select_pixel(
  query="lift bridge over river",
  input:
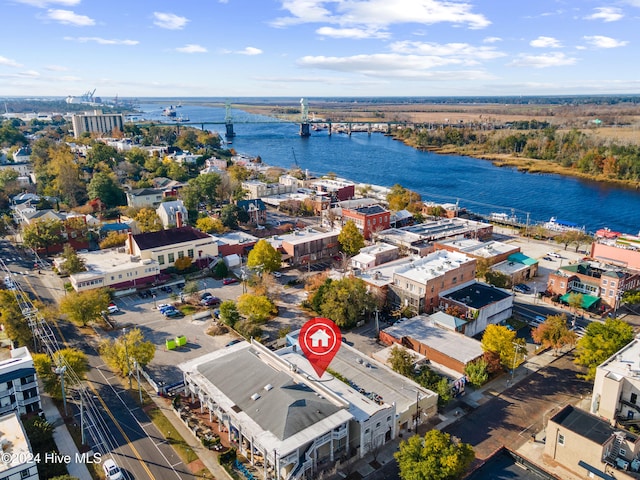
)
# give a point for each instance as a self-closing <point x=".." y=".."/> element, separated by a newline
<point x="306" y="124"/>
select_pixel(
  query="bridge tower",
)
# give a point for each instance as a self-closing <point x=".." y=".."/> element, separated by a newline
<point x="228" y="120"/>
<point x="304" y="118"/>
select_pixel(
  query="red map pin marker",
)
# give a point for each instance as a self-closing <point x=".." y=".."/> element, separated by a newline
<point x="320" y="339"/>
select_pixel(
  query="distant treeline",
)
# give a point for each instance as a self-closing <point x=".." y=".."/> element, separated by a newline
<point x="573" y="149"/>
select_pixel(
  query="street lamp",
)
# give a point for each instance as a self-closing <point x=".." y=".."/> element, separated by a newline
<point x="60" y="371"/>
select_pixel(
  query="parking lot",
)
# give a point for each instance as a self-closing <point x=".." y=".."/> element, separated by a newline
<point x="143" y="313"/>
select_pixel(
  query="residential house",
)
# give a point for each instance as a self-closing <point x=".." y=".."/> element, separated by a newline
<point x="616" y="389"/>
<point x="19" y="390"/>
<point x="374" y="255"/>
<point x="596" y="282"/>
<point x="256" y="209"/>
<point x="442" y="346"/>
<point x="18" y="461"/>
<point x="302" y="247"/>
<point x="96" y="122"/>
<point x="479" y="305"/>
<point x="114" y="269"/>
<point x="418" y="283"/>
<point x="369" y="219"/>
<point x="166" y="246"/>
<point x="172" y="214"/>
<point x="587" y="446"/>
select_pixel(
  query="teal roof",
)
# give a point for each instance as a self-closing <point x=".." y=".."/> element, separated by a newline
<point x="520" y="257"/>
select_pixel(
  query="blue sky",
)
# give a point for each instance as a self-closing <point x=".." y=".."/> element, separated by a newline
<point x="235" y="48"/>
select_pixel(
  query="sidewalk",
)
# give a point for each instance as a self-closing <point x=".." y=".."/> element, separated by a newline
<point x="207" y="457"/>
<point x="63" y="438"/>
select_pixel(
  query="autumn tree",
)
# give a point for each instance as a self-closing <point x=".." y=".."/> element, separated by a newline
<point x="113" y="240"/>
<point x="121" y="352"/>
<point x="148" y="220"/>
<point x="600" y="341"/>
<point x="503" y="342"/>
<point x="42" y="234"/>
<point x="11" y="317"/>
<point x="72" y="262"/>
<point x="436" y="456"/>
<point x="264" y="257"/>
<point x="554" y="333"/>
<point x="74" y="359"/>
<point x="346" y="301"/>
<point x="401" y="361"/>
<point x="350" y="239"/>
<point x="85" y="307"/>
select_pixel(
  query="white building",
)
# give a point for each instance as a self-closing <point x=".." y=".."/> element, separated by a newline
<point x="616" y="389"/>
<point x="18" y="384"/>
<point x="115" y="269"/>
<point x="16" y="463"/>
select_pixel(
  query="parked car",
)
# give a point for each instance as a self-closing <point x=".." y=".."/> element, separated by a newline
<point x="210" y="301"/>
<point x="111" y="470"/>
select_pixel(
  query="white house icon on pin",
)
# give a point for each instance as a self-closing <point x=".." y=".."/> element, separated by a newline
<point x="320" y="338"/>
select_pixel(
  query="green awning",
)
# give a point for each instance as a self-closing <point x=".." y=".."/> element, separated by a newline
<point x="588" y="301"/>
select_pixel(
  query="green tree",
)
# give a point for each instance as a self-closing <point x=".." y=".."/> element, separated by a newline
<point x="503" y="342"/>
<point x="347" y="301"/>
<point x="72" y="262"/>
<point x="600" y="341"/>
<point x="121" y="352"/>
<point x="229" y="313"/>
<point x="401" y="361"/>
<point x="264" y="257"/>
<point x="478" y="372"/>
<point x="113" y="240"/>
<point x="105" y="186"/>
<point x="84" y="307"/>
<point x="436" y="456"/>
<point x="256" y="308"/>
<point x="554" y="333"/>
<point x="350" y="239"/>
<point x="74" y="359"/>
<point x="42" y="234"/>
<point x="12" y="319"/>
<point x="148" y="220"/>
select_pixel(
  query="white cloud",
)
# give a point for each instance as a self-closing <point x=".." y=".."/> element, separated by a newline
<point x="169" y="21"/>
<point x="376" y="14"/>
<point x="600" y="41"/>
<point x="56" y="68"/>
<point x="354" y="33"/>
<point x="45" y="3"/>
<point x="192" y="48"/>
<point x="554" y="59"/>
<point x="606" y="14"/>
<point x="102" y="41"/>
<point x="8" y="62"/>
<point x="249" y="51"/>
<point x="545" y="42"/>
<point x="461" y="52"/>
<point x="68" y="17"/>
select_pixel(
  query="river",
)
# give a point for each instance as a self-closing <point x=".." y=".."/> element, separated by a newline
<point x="477" y="184"/>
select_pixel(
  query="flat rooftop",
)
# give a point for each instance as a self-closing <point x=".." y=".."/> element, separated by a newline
<point x="368" y="374"/>
<point x="454" y="345"/>
<point x="478" y="295"/>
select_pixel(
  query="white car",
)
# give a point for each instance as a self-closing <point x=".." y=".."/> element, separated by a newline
<point x="112" y="471"/>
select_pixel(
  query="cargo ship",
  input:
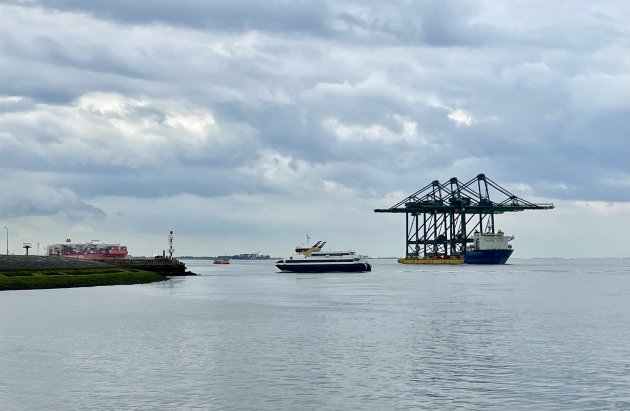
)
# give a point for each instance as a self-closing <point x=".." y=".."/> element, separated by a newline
<point x="489" y="248"/>
<point x="93" y="250"/>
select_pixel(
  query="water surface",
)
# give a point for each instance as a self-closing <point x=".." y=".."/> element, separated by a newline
<point x="534" y="334"/>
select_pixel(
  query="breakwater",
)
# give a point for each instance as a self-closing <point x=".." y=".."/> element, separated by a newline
<point x="164" y="266"/>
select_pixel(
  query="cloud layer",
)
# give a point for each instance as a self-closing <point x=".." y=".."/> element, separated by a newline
<point x="272" y="120"/>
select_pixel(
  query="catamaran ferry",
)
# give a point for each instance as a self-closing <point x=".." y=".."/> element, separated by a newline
<point x="314" y="260"/>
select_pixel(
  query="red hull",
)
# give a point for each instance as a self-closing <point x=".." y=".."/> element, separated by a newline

==================================================

_Written instruction_
Locate every line in the entries above that contains the string "green", and copy each one. Case counts.

_In response_
  query="green awning",
  query="green tree",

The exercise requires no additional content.